Point-per-instance localization data
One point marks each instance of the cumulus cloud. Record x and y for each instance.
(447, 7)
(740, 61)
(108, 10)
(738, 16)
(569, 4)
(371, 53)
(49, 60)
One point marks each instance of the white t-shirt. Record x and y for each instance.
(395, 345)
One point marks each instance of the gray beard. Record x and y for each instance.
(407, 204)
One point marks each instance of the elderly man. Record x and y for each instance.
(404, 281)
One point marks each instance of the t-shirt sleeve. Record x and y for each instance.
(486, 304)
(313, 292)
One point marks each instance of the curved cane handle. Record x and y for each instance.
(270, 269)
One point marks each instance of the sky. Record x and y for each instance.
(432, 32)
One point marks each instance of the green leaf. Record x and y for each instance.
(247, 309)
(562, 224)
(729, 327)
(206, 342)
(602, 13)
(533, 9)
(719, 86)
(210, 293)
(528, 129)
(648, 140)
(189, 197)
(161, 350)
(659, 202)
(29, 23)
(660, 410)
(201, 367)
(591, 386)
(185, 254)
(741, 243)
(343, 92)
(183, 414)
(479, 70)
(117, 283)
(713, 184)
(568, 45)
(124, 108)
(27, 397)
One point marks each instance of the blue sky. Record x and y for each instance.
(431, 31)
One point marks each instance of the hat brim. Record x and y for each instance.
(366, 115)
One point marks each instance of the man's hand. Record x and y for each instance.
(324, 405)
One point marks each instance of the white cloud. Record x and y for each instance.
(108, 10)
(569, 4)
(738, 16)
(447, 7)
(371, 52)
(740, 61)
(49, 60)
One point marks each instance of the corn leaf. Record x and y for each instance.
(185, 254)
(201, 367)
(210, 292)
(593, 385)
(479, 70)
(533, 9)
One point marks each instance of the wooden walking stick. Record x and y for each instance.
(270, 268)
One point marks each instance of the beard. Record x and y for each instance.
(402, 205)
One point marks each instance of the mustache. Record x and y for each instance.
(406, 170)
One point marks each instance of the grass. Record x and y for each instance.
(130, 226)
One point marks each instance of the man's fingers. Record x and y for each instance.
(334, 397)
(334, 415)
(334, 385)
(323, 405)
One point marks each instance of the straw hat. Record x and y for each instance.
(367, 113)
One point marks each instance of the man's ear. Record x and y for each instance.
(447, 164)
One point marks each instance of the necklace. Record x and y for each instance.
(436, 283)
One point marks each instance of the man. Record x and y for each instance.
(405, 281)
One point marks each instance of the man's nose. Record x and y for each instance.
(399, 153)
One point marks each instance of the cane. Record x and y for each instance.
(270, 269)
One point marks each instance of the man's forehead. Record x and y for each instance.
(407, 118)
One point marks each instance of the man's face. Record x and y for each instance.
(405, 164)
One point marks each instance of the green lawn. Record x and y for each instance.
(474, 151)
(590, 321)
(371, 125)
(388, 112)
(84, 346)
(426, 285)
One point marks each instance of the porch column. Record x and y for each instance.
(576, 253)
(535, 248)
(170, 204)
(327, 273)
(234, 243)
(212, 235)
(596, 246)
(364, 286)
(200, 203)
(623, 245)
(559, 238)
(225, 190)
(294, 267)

**Problem to work on**
Above are the records; restate each one exactly.

**Solved problem**
One point marks each instance of the cumulus cloud. Record x and y for each instance.
(447, 7)
(740, 61)
(108, 10)
(738, 16)
(569, 4)
(371, 53)
(49, 60)
One point marks each instance of the white t-shirt. Record x and y for each instance.
(395, 345)
One point marks each instance of the gray beard. Record x and y for each instance.
(407, 204)
One point marks each instance of the elderly man. Record x and y for each instance.
(404, 281)
One point marks each instance of the t-shirt sleeve. Record x and y for each instance.
(486, 304)
(313, 292)
One point marks each instance of the curved cane handle. Record x and y for each instance.
(270, 269)
One point marks each instance of the sky. Record x and y for each instance.
(432, 32)
One point marks each instance of the green leaf. Record x and y for each instance.
(247, 309)
(562, 224)
(729, 327)
(206, 342)
(602, 13)
(533, 9)
(719, 86)
(210, 293)
(528, 129)
(648, 140)
(189, 197)
(161, 350)
(659, 202)
(29, 23)
(660, 410)
(201, 367)
(591, 386)
(185, 254)
(741, 243)
(343, 92)
(183, 414)
(479, 70)
(117, 283)
(713, 184)
(568, 45)
(124, 108)
(27, 397)
One point marks each instance of the blue sky. Record x and y for each instance.
(431, 31)
One point marks each instance of the hat brim. Record x and y for each instance.
(366, 115)
One point marks each instance of the man's hand. Record x and y for each instance.
(324, 405)
One point marks each instance of the white cloud. Record x and y for each instance.
(108, 10)
(569, 4)
(738, 16)
(447, 7)
(371, 52)
(740, 61)
(49, 60)
One point marks each instance of the corn leaf. Record x and y for each instance.
(185, 254)
(201, 367)
(210, 292)
(593, 385)
(479, 70)
(533, 9)
One point marks each instance of the wooden walking stick. Record x and y for each instance.
(270, 268)
One point marks each instance of the beard. Record x and y for each instance.
(402, 205)
One point marks each instance of the mustache. Record x and y for each instance.
(406, 170)
One point marks each instance of the grass. Record x and y for each instance.
(130, 226)
One point marks each instance of the man's fingers. Record x and y for each instance.
(334, 397)
(334, 415)
(334, 385)
(323, 405)
One point marks each instance of the straw hat. Record x and y for each instance.
(367, 113)
One point marks each instance of the man's ear. Record x and y for each instance.
(447, 164)
One point marks each instance of the necklace. Record x and y for each instance.
(436, 283)
One point marks each instance of the man. Record x and y for each instance.
(405, 281)
One point marks each instance of the man's nose. Record x and y for each instance.
(399, 153)
One point marks each instance of the cane. Record x and y for each instance.
(270, 269)
One point marks each instance of the man's forehead. Record x and y for each instance.
(407, 118)
One point marks each instance of the man's face. Record x and y for each instance.
(405, 164)
One point marks each instance of the green lawn. Record x and y for each instance.
(474, 151)
(590, 321)
(371, 125)
(388, 112)
(84, 346)
(426, 285)
One point marks each instance of the porch column. Record x and y for each instance.
(576, 253)
(535, 248)
(170, 204)
(327, 273)
(234, 243)
(212, 235)
(596, 246)
(364, 286)
(200, 203)
(623, 245)
(559, 238)
(225, 190)
(294, 267)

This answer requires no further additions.